Exercise 1 = Do these statements agree with the forum thread on distributed databases? Answer yes or no for each, quoting the deciding words of the thread: (a) TiKV is a key/value store written in Go. (b) A Yugabyte dataset can use only one API. (c) In Citus, all normal tables live on the master.
Exercise 2 = Can you resume the forum thread on distributed databases, picking up right after its last line?

** START OF Extract provided **

TiDB is mysql-compatible, written in Go, and runs on top of TiKV which is a custom key/value store written in rust. It's rapidly developing and serves well for a horizontally scaled simpler OLTP workload. It can handle OLAP queries better than CRDB but neither are great at it. It also has more moving pieces with the placement driver, TiKV and TiDB layers so install is harder.

Yugabyte is a proprietary C++ document-store engine called DocDB running on top of RocksDB. It offers access in multiple APIs with Redis, Cassandra CQL and now PostgreSQL. Dataset can only use a single API so you pick when creating each one. The PG part is getting the most focus right now and is very capable since it takes the planning part from PG itself. Supports more advanced queries than CRDB. More moving pieces again with a separate Master and Tablet layers. Great UI with cloud integration and multi-regional management built in. Also recently made all enterprise features free for open source too.

Citus is an extension, basically an automatic sharding system for PG that works across servers. It's bottlenecked on a single master node working with multiple workers but there's an experimental branch called Citus MX to make every node master-capable. Since all servers are just running PG, you have all the expected functionality and extensibility. All normal tables in a database live on the master (which can be limiting) and only "distributed" tables will be stretched across worker nodes. If you have a good scheme for sharding (like TenantID) then all data for tables sharing the same shard key can live on the same server and get 100% query functionality. Distributed SQL queries are not as good and can have strange failures. There was big recent update to improve this but you will have issues with very complex queries and joins. Interesting use-case for OLAP workloads that need OLTP like updates with indexes and constant writes. Microsoft uses this for a project and now owns the company so its available on Azure.

No experience with NuoDB but another mention is MemSQL for a distributed relational data warehouse that has a unique in-memory rowstore and on-disk columnstore model for fast OLTP and OLAP query support. The best support for complex SQL out of all of these and will probably run anything you send it. MySQL compatible and one of the most polished database products. It's expensive and proprietary although now has a free limited community edition, but extremely fast for analytics while maintaining usability.

Impressively informative! Regarding the install/deployment about TiDB, we have build tools such as open-source tools such as TiDB-Ansible for on-prem and TiDB-Operator for kubernetes. Here is a list of deployment instructions:

Ansible: https://pingcap.com/docs/dev/how-to/deploy/orchestrated/ansi...

Kubernetes (using TiDB-Operator): https://pingcap.com/docs/dev/how-to/deploy/orchestrated/kube...

Terraform on AWS: https://github.com/pingcap/tidb-operator/tree/master/deploy/...

Docker: https://pingcap.com/docs/dev/how-to/deploy/orchestrated/dock...

Binary: https://pingcap.com/docs/dev/how-to/deploy/from-tarball/prod...

** END OF Extract provided **
** START OF Raw records **

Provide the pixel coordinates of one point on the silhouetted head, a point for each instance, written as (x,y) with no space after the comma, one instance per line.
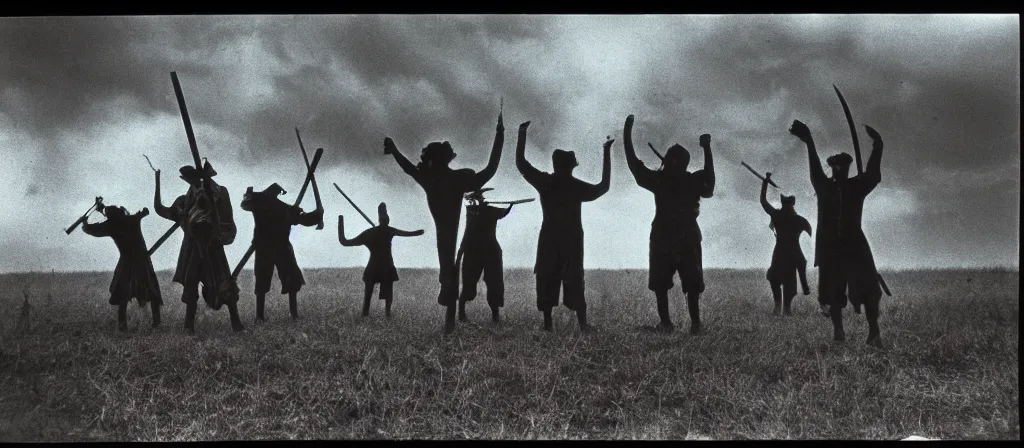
(194,177)
(115,212)
(787,202)
(436,154)
(563,161)
(676,159)
(840,165)
(382,217)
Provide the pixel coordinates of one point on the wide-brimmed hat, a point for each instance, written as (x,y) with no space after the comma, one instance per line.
(189,172)
(562,157)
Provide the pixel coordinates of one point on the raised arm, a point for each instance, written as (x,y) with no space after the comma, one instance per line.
(764,196)
(709,170)
(398,232)
(408,167)
(592,192)
(643,175)
(532,175)
(818,177)
(484,175)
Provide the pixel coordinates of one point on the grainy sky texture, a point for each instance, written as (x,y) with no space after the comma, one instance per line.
(83,98)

** END OF Raw records **

Task response 1 =
(a) No: "TiKV which is a custom key/value store written in rust"
(b) Yes: "Dataset can only use a single API so you pick when creating each one"
(c) Yes: "All normal tables in a database live on the master"

Task response 2 =
Adding on: there's also Vitess for anyone looking for automatic sharding for MySQL. It's not an extension but works as as middleware that operates mysql instances for you and has great support on Kubernetes. Lots of big companies as users and originated from Youtube. The system is written in Go and has unique features like table materialization and resharding ability.

Vitess is far too complex to run imo unless you want to become a vitess-admin. We tried it for good 6-weeks to get a working PoC and moved to CRDB and had one working in hours.

Curious how/why you know what seems to be pretty esoteric knowledge/experience?

It's all personal experience and research from using these database products. I've also talked to the devs for each one, including here on HN sometimes.

What's esoteric about it though? I consider this to be standard knowledge if you're going to be investing into a database.

Disclaimer: I work for TiDB.

The incomplete list of TiDB adopters: https://pingcap.com/docs/v3.0/adopters/ and some of their adoption stories: https://pingcap.com/success-stories/

If you read mandarin, here are more: https://pingcap.com/cases-cn/

Sure - but I asked because I'm specifically interested in crdb.

I tried to use CockroachDB for a side project. Gave up after a month on and off of trying to migrate a x00 GB MySQL database to it.

If you are starting a new project and willing to build on it, it looks pretty awesome. But there is zero migration capabilities, which in my mind would be the core focus of a product that pitches drop in scalability.

It's Postgres-compatible so MySQL will be more difficult to migrate seamlessly, but they do documentation detailing the process and functionality to restore a database dump from object storage: https://www.cockroachlabs.com/docs/stable/migrate-from-mysql...

Did this not work?

Sure - but the majority of customers with cash who want to migrate to something better are not going to be coming from Postgres.

The MySQL import does not work for a lot of edge cases. They are aware of this and have open bugs that don't seem to be moving quickly. :/

If you want a MySQL-compatible NewSQL database, maybe you can try TiDB.

Used in DC/OS for the Identity and Access Manager https://docs.mesosphere.com/1.13/overview/architecture/compo...

Not directly related.

But you can definitely find some case studies from here - https://www.cockroachlabs.com/community/tech-talks/

Does anyone know how much the support costs?

Yeah, without at least a few lower-level support pricing examples, I just assume it's too much and move on when I've looked at it... the backup limitations for community installs is a no go for me.

We are using it in production on Kubernetes. As a former MS SQLServer DBA here are some thoughts:

Firstly, if you're using SQLAlchemy as anything more than a query builder rethink your approach and act accordingly. That being said, maybe rethink the use of an ORM at all -- but that's my pet peeve it might not be yours. SQLAlchemy in particular at least in versions 2.x just doesn't like the retryable transaction approach that CRDB takes. We've had to move to modifying SQLAlchemy in our application to get it to co-operate. Had we been using stored procedures or raw sql this would not have been a problem.

We started with v2.1.x and are now on v19.1 with a commercial license and overall are happy with the support: we have direct access to the engineers via slack, a ticket escalation process with quick turnaround times, and monthly meetings -- all that help us with the edge cases one is likely to hit with a new database.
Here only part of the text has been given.